• **Aim of the exercise**: Copy out the records below, swapping every "Annotation task" for "Labeling task" and leaving all other text as it is.

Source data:

-*-*-

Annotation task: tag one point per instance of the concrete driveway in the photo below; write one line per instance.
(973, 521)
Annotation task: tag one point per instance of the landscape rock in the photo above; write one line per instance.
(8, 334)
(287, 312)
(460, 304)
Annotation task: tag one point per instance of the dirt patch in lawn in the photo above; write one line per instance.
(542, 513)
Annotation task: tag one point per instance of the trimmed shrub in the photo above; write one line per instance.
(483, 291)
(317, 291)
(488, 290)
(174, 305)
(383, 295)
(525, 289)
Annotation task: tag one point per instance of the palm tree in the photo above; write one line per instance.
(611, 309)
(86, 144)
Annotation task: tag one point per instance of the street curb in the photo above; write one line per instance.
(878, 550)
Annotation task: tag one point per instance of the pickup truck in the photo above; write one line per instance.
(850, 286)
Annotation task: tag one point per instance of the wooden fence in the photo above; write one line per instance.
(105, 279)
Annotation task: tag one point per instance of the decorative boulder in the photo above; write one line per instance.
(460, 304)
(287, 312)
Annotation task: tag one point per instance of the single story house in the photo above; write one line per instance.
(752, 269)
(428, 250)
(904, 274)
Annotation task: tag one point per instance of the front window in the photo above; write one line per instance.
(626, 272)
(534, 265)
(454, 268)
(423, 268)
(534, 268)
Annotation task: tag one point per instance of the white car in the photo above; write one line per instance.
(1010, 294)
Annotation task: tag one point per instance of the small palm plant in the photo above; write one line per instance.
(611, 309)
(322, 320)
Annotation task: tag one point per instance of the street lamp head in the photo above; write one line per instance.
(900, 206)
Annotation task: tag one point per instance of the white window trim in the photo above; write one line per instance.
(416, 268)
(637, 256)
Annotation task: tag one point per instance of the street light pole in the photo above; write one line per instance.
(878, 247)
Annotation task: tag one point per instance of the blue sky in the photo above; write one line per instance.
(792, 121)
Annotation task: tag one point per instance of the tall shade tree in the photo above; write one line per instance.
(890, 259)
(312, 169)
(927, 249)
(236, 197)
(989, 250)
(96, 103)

-*-*-

• **The answer**:
Labeling task: tag one point per instance of the concrete driveway in the photo below; write one line per instance.
(973, 521)
Labeling task: tag one point per instance of the landscape rock in the photo above; write one line per instance.
(8, 334)
(287, 312)
(460, 304)
Labeling task: tag one point per instance of the dirt patch in lawn in the photo above; write one line per instance.
(542, 513)
Labeling task: tag one point per instance of the trimmed shrub in the photo above; write one line per instance.
(483, 291)
(317, 291)
(488, 290)
(174, 305)
(383, 295)
(525, 289)
Labeling task: tag one point per instance of the palm tree in the photo above; write one line per instance.
(611, 309)
(86, 144)
Labeling task: tag one point per instance of the street curb in the photo above; write one line per instance.
(878, 550)
Labeling task: tag one point per instance of the pickup truck in the photo above; write one line per instance.
(850, 286)
Labeling task: tag one point per instance of the wooden fence in the photo above; write one line per instance.
(105, 279)
Labeling task: tag one point per instance of the decorative boulder in the photo above; write one line per instance.
(460, 304)
(287, 312)
Labeling task: tag one point per instance of the single story house in the photo above; write one line per instance.
(752, 269)
(428, 250)
(904, 274)
Labeling task: tag one point per instance of the front window in the photo above; write one line per instance.
(626, 272)
(534, 265)
(454, 268)
(423, 268)
(534, 268)
Labeling task: tag one point per instance of the white car in the photo above; write one line per instance.
(1010, 294)
Labeling task: tag one point per instance of the small palm plant in the photo above; write one line per instance.
(611, 309)
(322, 320)
Labeling task: tag one point per instance of the street lamp head in the photo above; write one line per instance.
(900, 206)
Labeling task: tag one point per instance of the white window trim in the photo above; write one line per instance.
(416, 268)
(637, 256)
Labeling task: tag one point per instance of the street light pole in the photo above; write one line per instance.
(878, 247)
Labeling task: tag one point per instance of the blue sky in the photo above; write one line per instance.
(792, 121)
Labeling task: tag one point per instance of the tall shade tree in the photo above; write one line per instance.
(890, 259)
(312, 169)
(927, 249)
(236, 197)
(989, 250)
(96, 103)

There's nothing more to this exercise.